• QUESTIONS TO ANSWER:
1. Summarize the passage on the sacredness of human life in two sentences.
2. Give again the part of the passage on the sacredness of human life that begins at the words "What's special about" and stops after the words "their kind; and God saw that it was good.".

What's special about human life? Why do we talk about it as being "sacred"?
Again, science can tell us amazing things about the human being, but only guess about our significance. Aside from God's Word, there's little to go on other than all the impressive things we can do that other creatures cannot.
How does the Bible help? In Genesis 1, God uses one pattern of speech to describe the creation of plant, bird, and animal life:
The earth brought forth vegetation, plants yielding seed after their kind, and trees bearing fruit with seed in them, after their kind; and God saw that it was good.
. . . God created the great sea monsters and every living creature that moves, with which the waters swarmed after their kind, and every winged bird after its kind; and God saw that it was good.
. . . God made the beasts of the earth after their kind, and the cattle after their kind, and everything that creeps on the ground after its kind; and God saw that it was good.

Collected data entries:

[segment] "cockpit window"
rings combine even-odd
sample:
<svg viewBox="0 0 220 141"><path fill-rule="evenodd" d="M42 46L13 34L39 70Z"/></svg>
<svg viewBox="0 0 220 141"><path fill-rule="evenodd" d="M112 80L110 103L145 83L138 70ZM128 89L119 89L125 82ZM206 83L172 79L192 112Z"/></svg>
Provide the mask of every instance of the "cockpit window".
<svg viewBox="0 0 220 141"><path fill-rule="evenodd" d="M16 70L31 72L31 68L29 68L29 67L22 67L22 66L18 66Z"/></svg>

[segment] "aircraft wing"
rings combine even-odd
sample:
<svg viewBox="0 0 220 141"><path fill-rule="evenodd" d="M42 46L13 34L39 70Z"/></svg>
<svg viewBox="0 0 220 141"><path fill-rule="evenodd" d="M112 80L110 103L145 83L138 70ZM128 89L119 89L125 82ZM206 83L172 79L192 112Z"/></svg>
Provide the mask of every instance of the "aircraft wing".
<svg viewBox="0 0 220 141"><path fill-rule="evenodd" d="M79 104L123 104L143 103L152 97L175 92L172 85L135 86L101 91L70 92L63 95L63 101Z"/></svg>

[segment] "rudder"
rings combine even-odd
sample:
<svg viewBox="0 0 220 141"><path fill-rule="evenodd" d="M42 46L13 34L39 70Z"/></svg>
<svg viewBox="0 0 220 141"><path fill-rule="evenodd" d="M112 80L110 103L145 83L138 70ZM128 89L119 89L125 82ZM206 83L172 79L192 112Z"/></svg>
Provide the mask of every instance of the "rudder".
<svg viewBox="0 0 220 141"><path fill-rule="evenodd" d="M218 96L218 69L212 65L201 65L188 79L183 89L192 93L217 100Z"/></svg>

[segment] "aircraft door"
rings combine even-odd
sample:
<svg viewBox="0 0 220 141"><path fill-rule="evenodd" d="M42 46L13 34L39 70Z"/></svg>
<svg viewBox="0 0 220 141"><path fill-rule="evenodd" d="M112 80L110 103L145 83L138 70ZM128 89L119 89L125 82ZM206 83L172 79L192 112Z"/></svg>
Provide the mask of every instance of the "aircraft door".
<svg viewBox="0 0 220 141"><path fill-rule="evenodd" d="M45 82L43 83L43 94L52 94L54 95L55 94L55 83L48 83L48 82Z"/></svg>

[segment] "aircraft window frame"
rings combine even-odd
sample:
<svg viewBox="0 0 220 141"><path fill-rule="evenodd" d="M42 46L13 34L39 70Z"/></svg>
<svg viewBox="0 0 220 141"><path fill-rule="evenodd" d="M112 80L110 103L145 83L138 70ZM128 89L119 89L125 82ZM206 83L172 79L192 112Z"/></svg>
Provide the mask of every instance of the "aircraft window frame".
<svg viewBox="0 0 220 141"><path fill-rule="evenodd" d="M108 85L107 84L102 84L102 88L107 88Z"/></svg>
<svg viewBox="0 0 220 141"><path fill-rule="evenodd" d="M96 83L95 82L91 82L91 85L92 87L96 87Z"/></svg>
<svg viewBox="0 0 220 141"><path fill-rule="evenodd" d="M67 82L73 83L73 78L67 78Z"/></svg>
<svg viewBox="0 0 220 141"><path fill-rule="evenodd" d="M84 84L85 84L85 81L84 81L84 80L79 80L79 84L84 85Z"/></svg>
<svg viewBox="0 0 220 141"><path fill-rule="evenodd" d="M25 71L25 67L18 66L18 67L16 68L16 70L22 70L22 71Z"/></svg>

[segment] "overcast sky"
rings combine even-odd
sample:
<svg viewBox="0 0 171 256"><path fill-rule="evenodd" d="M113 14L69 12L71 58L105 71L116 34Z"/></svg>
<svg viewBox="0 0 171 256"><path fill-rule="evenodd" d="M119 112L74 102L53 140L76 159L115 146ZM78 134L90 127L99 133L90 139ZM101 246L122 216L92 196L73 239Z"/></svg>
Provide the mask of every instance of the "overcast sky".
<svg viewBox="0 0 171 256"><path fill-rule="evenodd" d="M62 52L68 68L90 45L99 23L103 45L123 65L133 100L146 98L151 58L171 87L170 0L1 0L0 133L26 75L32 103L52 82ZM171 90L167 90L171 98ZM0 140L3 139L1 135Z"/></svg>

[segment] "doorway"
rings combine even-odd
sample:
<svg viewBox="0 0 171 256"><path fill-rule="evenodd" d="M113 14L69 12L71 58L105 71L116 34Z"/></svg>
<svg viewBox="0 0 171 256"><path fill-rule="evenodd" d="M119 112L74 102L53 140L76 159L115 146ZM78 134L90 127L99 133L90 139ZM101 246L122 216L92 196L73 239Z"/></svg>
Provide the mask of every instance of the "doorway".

• TASK RESULTS:
1. The passage asks what makes human life special and "sacred," noting that science can tell us amazing things about human beings but can only guess about their significance. It then turns to Genesis 1, where God uses one pattern of speech for the creation of plants, birds, and animals, each made after its kind and seen to be good.

2.
What's special about human life? Why do we talk about it as being "sacred"?
Again, science can tell us amazing things about the human being, but only guess about our significance. Aside from God's Word, there's little to go on other than all the impressive things we can do that other creatures cannot.
How does the Bible help? In Genesis 1, God uses one pattern of speech to describe the creation of plant, bird, and animal life:
The earth brought forth vegetation, plants yielding seed after their kind, and trees bearing fruit with seed in them, after their kind; and God saw that it was good.